══ Data entries

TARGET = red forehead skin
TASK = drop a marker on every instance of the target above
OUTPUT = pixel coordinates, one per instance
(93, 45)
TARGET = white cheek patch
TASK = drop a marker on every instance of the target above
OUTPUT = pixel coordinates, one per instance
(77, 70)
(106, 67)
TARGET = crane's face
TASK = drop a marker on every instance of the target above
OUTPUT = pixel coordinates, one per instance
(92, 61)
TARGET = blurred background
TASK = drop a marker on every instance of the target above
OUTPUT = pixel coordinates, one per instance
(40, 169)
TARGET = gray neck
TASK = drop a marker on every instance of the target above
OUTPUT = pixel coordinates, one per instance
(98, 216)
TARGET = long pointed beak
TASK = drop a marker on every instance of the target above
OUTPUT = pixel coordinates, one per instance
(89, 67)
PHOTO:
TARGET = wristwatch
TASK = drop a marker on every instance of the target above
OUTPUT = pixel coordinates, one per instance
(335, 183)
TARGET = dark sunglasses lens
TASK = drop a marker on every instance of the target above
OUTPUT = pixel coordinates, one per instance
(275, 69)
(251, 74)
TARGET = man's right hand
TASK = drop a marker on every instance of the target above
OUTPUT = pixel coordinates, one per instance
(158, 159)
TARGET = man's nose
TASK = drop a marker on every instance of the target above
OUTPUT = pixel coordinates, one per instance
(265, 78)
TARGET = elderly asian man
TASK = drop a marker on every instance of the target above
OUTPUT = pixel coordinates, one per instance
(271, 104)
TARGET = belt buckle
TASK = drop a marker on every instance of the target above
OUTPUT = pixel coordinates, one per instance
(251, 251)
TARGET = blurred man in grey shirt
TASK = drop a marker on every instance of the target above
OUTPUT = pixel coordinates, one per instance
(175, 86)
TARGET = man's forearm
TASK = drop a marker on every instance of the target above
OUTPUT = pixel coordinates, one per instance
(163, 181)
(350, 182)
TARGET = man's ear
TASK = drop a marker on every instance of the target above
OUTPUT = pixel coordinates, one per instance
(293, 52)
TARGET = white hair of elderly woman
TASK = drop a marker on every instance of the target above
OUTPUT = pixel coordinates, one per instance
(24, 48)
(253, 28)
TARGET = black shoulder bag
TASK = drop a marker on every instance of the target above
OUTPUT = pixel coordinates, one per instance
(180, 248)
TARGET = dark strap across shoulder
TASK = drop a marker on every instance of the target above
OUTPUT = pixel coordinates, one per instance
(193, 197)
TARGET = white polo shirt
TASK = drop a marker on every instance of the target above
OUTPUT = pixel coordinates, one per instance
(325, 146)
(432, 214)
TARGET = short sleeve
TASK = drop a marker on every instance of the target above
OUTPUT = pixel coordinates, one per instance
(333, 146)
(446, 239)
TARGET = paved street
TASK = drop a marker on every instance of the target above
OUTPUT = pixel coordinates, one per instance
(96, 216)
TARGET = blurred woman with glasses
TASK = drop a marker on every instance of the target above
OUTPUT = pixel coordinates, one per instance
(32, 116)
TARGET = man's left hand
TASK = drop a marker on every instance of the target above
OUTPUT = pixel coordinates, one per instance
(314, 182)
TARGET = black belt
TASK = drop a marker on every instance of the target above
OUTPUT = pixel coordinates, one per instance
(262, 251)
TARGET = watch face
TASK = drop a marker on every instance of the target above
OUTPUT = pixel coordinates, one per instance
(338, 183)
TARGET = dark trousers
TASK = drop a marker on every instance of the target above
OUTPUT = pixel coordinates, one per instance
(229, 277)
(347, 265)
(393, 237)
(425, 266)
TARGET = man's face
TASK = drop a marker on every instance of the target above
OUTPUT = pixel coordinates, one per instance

════

Problem to work on: Change "drop a marker" to "place a point" everywhere in the records above and leave all other text unchanged.

Expected answer:
TARGET = red forehead skin
TASK = place a point on every instance of the target above
OUTPUT = pixel coordinates, one per instance
(93, 45)
TARGET = white cheek patch
TASK = place a point on every instance of the target above
OUTPUT = pixel coordinates, one per instance
(77, 70)
(106, 67)
TARGET = crane's face
TASK = place a point on every instance of the target above
OUTPUT = pixel coordinates, one per instance
(92, 61)
TARGET = blurred background
TASK = place a point on every instance of the target above
OUTPUT = pixel coordinates, one per instance
(40, 169)
TARGET = gray neck
TASK = place a point on every instance of the target above
OUTPUT = pixel coordinates, one per instance
(98, 216)
TARGET = long pointed beak
TASK = place a point on every instance of the target above
OUTPUT = pixel coordinates, one per instance
(89, 67)
PHOTO:
TARGET = wristwatch
TASK = place a point on every instance of the target above
OUTPUT = pixel coordinates, one per instance
(335, 183)
TARGET = dark sunglasses lens
TASK = place a point on every instance of the target above
OUTPUT = pixel coordinates, one per instance
(275, 69)
(251, 74)
TARGET = man's right hand
TASK = place a point on every instance of the target above
OUTPUT = pixel coordinates, one per instance
(158, 159)
TARGET = man's nose
TASK = place a point on every instance of the target above
OUTPUT = pixel coordinates, one per instance
(265, 78)
TARGET = elderly asian man
TASK = place a point on every instance of the target above
OUTPUT = pixel coordinates, one per instance
(271, 104)
TARGET = belt buckle
TASK = place a point on every instance of the target above
OUTPUT = pixel coordinates, one per instance
(251, 251)
TARGET = blurred man in grey shirt
TASK = place a point on every instance of the target above
OUTPUT = pixel coordinates, one per instance
(175, 86)
TARGET = man's forearm
TASK = place a point on every instance of the target above
OUTPUT = pixel coordinates, one per instance
(163, 181)
(350, 182)
TARGET = man's ear
TASK = place a point on every instance of the target above
OUTPUT = pixel coordinates, one per instance
(293, 52)
TARGET = white hair of elderly woman
TASK = place a point on every instance of the target above
OUTPUT = pixel coordinates, one per instance
(24, 48)
(253, 28)
TARGET = black shoulder bag
TASK = place a point on every instance of the target above
OUTPUT = pixel coordinates, one per instance
(180, 248)
TARGET = dark strap across shoulder
TASK = place a point on every instance of the target above
OUTPUT = pixel coordinates, one per instance
(193, 197)
TARGET = white polo shirt
TASK = place a point on every instance of the target above
OUTPUT = pixel coordinates, one per instance
(325, 146)
(432, 214)
TARGET = short sleeve
TASK = place a point on every instance of the target above
OUTPUT = pixel coordinates, one per instance
(333, 146)
(446, 239)
TARGET = paved street
TASK = place a point on every instance of the target above
OUTPUT = pixel coordinates, one per instance
(96, 216)
TARGET = blurred woman with glasses
TASK = place a point on every instance of the target above
OUTPUT = pixel coordinates, one per instance
(32, 116)
TARGET = man's left hand
TASK = place a point on every instance of the target above
OUTPUT = pixel coordinates, one per instance
(314, 182)
TARGET = black belt
TASK = place a point on every instance of the target above
OUTPUT = pixel coordinates, one per instance
(262, 251)
TARGET = watch face
TASK = place a point on every instance of the target above
OUTPUT = pixel coordinates, one per instance
(338, 183)
TARGET = dark trousers
TASK = place a point on every instance of the target above
OUTPUT = pixel coordinates, one per instance
(229, 277)
(347, 265)
(393, 237)
(425, 266)
TARGET = man's face
TASK = place a point on every instance of the target above
OUTPUT = pixel coordinates, one per instance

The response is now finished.